Aufgabe =>
Gib diese Zeilen der Liste unverändert wieder, beginnend mit der Zeile, in der „metal railing shown in this photo?“ steht, und endend mit der letzten Zeile der Liste.

================================

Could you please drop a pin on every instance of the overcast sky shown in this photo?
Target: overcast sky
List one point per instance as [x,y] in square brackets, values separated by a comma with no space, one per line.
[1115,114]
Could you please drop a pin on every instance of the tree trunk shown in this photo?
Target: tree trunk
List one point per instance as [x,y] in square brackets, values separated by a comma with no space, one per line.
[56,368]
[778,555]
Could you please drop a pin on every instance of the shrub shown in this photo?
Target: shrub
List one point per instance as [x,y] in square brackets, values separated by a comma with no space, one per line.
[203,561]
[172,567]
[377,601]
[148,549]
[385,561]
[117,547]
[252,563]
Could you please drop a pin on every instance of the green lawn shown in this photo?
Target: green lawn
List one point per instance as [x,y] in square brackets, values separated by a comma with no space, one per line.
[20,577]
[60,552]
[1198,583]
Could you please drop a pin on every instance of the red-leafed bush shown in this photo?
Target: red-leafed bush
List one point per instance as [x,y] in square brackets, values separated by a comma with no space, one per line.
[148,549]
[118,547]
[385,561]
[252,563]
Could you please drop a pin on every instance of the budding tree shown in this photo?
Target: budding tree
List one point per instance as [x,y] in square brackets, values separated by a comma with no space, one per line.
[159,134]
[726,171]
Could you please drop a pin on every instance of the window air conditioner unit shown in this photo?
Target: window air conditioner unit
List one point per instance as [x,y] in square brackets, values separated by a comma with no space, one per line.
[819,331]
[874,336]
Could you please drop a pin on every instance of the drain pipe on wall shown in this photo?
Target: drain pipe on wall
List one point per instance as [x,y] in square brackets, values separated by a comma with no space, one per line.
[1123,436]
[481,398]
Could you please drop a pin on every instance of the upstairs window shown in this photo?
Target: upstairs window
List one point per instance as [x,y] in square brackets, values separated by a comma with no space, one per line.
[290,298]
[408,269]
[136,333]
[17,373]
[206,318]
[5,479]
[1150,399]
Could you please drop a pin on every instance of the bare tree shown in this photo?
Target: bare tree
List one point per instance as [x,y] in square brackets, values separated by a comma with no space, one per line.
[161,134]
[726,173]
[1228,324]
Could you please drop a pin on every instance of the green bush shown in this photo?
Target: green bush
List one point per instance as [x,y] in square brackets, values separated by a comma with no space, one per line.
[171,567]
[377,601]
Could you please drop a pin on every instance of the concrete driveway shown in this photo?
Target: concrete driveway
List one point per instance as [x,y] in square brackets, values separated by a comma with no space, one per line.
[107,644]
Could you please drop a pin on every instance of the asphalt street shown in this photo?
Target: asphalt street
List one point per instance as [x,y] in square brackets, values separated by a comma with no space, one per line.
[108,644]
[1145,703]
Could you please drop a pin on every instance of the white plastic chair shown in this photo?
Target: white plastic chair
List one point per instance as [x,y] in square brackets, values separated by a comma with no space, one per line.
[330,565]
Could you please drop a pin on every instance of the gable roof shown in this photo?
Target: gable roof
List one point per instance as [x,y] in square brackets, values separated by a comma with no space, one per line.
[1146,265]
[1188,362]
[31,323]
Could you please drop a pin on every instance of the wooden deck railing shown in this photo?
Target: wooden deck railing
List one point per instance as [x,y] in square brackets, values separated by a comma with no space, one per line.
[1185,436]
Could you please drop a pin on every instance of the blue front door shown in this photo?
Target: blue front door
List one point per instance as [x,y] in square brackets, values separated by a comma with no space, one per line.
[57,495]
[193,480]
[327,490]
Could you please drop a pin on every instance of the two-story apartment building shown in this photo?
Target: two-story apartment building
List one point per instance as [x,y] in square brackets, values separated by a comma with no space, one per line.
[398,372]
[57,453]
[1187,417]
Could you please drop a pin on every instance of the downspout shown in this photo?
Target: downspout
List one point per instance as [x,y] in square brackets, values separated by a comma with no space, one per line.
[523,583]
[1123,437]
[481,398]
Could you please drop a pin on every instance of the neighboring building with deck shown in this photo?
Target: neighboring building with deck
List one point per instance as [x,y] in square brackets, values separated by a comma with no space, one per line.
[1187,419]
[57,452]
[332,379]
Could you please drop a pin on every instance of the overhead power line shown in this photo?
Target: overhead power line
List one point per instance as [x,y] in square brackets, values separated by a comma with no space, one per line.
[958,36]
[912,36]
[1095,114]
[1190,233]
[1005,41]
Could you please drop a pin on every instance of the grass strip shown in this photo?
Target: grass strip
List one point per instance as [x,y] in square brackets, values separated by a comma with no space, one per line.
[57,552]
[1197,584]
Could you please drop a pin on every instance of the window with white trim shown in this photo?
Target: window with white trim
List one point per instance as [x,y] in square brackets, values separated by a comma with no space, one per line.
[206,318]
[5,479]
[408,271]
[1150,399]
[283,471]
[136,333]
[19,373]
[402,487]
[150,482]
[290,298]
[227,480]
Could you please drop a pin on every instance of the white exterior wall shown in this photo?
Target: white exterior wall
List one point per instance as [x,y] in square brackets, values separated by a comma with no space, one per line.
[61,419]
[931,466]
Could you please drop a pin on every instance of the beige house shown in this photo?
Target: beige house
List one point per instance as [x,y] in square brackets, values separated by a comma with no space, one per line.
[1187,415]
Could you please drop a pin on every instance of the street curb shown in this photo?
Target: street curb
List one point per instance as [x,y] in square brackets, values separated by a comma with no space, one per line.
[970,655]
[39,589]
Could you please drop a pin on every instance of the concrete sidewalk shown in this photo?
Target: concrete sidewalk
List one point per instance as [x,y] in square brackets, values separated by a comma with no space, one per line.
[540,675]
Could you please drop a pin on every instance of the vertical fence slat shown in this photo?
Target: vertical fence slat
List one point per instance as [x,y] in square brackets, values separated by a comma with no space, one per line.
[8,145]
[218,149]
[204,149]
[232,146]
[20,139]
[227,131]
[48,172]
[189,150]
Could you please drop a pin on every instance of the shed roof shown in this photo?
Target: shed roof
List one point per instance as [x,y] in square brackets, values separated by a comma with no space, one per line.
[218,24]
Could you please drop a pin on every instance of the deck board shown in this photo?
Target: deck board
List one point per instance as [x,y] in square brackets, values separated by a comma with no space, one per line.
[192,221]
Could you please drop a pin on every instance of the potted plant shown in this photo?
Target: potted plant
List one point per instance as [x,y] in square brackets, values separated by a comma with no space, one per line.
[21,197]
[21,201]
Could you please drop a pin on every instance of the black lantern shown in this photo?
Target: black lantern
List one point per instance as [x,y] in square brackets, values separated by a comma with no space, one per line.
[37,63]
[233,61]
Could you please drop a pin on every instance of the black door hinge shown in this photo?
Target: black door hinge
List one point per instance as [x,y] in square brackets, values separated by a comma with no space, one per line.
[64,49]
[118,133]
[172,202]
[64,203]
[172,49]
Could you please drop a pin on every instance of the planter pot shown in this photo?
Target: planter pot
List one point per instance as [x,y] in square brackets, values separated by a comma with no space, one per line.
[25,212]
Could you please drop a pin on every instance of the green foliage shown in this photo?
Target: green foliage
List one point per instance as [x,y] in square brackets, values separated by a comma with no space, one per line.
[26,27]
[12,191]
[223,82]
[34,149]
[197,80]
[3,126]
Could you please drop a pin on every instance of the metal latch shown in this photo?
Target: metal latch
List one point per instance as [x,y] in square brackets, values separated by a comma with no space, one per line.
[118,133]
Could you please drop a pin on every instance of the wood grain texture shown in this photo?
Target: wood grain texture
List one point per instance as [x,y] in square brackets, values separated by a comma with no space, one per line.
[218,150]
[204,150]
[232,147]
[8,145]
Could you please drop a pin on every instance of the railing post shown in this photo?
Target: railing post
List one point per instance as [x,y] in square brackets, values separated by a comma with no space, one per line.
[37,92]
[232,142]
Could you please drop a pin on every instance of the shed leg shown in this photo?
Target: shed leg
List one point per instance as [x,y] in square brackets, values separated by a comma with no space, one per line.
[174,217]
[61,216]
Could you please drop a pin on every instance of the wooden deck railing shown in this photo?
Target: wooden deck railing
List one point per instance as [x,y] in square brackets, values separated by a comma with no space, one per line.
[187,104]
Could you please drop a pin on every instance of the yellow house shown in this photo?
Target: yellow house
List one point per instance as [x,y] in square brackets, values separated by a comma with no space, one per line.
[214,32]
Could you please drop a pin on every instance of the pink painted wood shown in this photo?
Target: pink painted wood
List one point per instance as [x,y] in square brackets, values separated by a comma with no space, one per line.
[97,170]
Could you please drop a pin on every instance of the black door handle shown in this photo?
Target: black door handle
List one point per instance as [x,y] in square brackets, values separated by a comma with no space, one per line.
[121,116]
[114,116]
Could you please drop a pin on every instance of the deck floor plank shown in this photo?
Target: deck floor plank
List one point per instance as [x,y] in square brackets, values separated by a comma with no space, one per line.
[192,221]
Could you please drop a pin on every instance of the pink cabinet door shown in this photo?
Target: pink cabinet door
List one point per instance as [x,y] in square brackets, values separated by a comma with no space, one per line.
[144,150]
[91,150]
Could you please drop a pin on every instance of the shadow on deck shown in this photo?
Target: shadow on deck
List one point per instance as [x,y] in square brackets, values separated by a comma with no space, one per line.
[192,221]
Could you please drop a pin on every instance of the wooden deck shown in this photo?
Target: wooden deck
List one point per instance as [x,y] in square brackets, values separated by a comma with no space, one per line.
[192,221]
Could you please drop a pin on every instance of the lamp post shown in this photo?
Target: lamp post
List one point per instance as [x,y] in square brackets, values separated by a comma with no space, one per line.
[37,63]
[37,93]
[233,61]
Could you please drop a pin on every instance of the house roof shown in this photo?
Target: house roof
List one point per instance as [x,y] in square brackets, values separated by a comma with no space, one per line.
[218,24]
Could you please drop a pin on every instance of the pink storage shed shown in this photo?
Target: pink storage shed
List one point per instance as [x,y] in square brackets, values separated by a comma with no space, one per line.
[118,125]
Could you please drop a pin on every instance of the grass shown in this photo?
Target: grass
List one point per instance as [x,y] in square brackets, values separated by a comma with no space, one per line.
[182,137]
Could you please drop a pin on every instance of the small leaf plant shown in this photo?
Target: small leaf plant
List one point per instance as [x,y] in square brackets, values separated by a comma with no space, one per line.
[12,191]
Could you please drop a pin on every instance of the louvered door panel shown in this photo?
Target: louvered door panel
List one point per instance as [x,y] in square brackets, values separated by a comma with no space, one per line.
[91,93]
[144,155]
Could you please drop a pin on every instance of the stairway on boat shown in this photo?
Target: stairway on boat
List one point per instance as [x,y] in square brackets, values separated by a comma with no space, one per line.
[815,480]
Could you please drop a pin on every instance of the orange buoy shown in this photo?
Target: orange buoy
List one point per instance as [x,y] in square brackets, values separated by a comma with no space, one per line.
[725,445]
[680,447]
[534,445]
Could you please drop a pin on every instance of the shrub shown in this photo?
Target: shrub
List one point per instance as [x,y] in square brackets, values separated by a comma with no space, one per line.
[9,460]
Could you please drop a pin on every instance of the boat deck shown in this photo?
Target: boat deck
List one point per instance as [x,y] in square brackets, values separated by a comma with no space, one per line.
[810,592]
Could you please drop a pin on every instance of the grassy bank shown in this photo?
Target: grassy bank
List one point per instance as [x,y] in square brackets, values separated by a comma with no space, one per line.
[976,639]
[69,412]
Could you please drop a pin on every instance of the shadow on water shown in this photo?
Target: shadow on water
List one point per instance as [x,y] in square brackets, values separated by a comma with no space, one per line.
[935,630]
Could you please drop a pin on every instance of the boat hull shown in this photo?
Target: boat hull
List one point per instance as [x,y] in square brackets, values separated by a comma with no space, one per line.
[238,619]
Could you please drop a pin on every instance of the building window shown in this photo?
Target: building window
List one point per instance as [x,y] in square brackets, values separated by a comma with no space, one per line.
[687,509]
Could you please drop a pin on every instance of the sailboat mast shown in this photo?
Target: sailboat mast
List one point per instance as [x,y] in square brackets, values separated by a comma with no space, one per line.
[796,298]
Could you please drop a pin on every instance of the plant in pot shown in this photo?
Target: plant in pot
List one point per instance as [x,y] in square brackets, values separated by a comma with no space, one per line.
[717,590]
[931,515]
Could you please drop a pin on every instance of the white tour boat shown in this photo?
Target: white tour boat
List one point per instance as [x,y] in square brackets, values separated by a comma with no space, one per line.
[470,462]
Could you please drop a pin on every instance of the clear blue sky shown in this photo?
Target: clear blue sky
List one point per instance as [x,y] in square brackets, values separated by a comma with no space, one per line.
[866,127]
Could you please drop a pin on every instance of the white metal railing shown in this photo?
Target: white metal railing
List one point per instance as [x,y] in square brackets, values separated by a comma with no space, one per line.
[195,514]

================================

Ergebnis =>
Could you please drop a pin on every instance of the white metal railing shown in this photo?
Target: white metal railing
List one point per instance as [x,y] in square brackets, values separated by a comma with no space, one per line.
[195,514]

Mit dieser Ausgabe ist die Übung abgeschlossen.